Source material
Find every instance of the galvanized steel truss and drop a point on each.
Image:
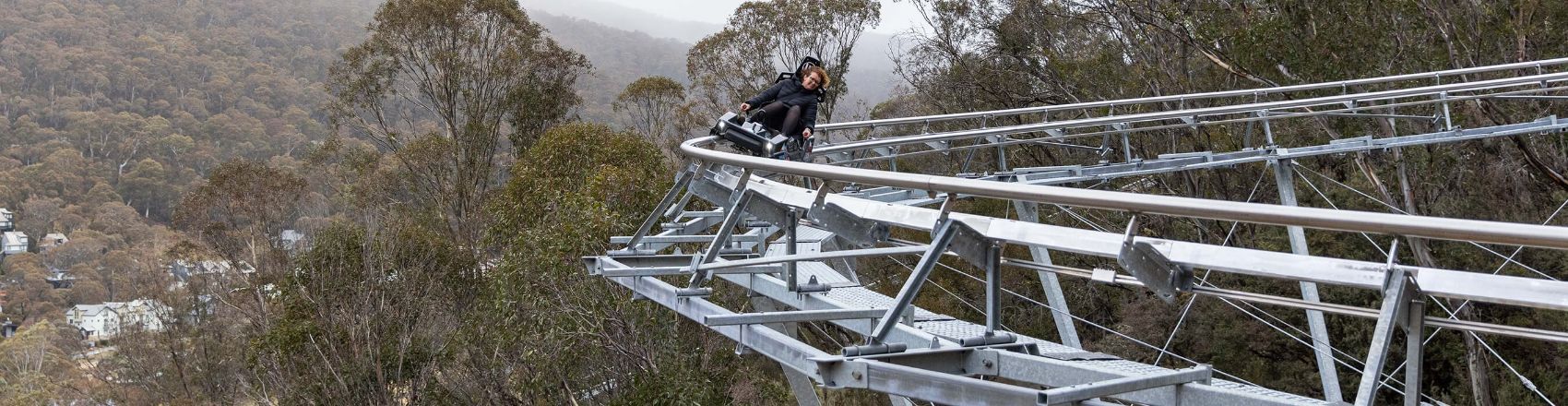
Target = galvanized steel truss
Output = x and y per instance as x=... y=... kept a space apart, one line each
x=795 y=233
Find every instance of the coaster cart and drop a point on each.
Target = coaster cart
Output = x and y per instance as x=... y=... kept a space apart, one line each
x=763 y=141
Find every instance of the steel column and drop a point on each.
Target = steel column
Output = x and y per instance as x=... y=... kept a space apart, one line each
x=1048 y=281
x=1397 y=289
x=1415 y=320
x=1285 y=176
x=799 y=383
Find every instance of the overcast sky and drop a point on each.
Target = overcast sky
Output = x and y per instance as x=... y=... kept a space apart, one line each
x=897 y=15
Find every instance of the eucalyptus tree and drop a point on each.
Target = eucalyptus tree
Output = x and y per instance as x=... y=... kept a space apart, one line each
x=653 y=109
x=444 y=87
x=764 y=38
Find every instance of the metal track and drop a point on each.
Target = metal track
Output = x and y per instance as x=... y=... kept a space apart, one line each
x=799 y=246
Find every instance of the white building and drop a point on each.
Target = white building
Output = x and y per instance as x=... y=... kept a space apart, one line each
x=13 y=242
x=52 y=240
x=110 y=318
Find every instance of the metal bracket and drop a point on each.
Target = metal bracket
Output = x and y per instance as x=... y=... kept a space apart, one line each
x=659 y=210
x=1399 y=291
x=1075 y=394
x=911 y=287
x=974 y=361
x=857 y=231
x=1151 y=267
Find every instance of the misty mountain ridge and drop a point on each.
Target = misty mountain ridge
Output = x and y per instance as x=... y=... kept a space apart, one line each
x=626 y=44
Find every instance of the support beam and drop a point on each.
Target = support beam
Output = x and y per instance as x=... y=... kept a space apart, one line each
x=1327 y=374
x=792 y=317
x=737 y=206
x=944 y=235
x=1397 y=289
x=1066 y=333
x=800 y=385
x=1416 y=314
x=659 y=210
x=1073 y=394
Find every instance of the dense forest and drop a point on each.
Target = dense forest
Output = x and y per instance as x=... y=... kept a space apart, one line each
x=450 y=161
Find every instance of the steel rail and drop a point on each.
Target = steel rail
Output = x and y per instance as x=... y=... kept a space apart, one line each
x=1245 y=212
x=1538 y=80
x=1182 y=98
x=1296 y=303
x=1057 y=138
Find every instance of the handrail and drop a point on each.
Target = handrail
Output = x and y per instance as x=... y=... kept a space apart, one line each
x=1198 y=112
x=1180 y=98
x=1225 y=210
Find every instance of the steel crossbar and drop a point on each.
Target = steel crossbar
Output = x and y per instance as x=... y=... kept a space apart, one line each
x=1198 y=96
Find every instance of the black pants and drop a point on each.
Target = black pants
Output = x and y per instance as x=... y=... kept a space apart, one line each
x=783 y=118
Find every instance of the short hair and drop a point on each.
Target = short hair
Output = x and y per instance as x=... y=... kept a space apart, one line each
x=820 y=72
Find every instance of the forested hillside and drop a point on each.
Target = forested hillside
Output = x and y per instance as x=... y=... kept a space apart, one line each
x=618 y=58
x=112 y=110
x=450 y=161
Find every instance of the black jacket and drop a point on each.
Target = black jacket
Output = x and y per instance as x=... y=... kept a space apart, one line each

Objective
Copy word for word the lines from the very first one through the line containing "x=763 y=141", including both ends, and leave out the pictures.

Expected output
Find every instance of the galvanized steel truss and drop a point on each.
Image:
Target = galvanized steel truss
Output = x and y per instance as x=... y=... kept a space apart, one line each
x=795 y=233
Find every instance of the coaster cart and drop a point on each.
Target = coaster cart
Output = x and y per instance as x=... y=... kept a space apart, one line each
x=763 y=141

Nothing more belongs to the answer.